# Tempestade Tropical Alpha (Atlântico 2005)



## Dan (23 Out 2005 às 09:20)

A Tempestade Tropical Alpha, neste momento a dirigir-se para a Republica Dominicana e o Haiti.

Está previsto que enfraqueça e volte novamente a ser classificada como depressão tropical.


----------



## GranNevada (23 Out 2005 às 11:52)

É a primeira vez que se recorre ao alfabeto Grego , não é ?


----------



## Dan (23 Out 2005 às 12:32)

GranNevada disse:
			
		

> É a primeira vez que se recorre ao alfabeto Grego , não é ?



Exactamente, é a primeira vez que se esgota a lista de nomes. Esta temporada está a ser bastante excepcional e provavelmente não deve ficar por aqui.


----------



## Seringador (24 Out 2005 às 11:39)

E se a TT halfa e o Wilma se fundissem?!   
Será que nos poderia afectar?...


----------



## Dan (24 Out 2005 às 14:06)

Seringador disse:
			
		

> E se a TT halfa e o Wilma se fundissem?!
> Será que nos poderia afectar?...



As previsões indicam que será isso que vai acontecer, a fusão dos dois sistemas evoluindo para uma depressão extratropical. Essa depressão teria um movimento para sudeste e estaria a noroeste da Península lá para o dia 29.

















Mas isto são só previsões


----------



## Seringador (24 Out 2005 às 14:59)

Dados fornecidos:
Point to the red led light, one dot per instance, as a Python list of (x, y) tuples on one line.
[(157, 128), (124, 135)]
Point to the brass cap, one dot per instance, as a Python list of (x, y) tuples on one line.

Requisitos da tarefa:
Reproduza sem alterações o trecho do texto fornecido entre "## Dan (24 Out" e "para o dia 29.", ambos incluídos.

Resultado da tarefa:
## Dan (24 Out 2005 às 14:06)

Seringador disse:
			
		

> E se a TT halfa e o Wilma se fundissem?!
> Será que nos poderia afectar?...



As previsões indicam que será isso que vai acontecer, a fusão dos dois sistemas evoluindo para uma depressão extratropical. Essa depressão teria um movimento para sudeste e estaria a noroeste da Península lá para o dia 29.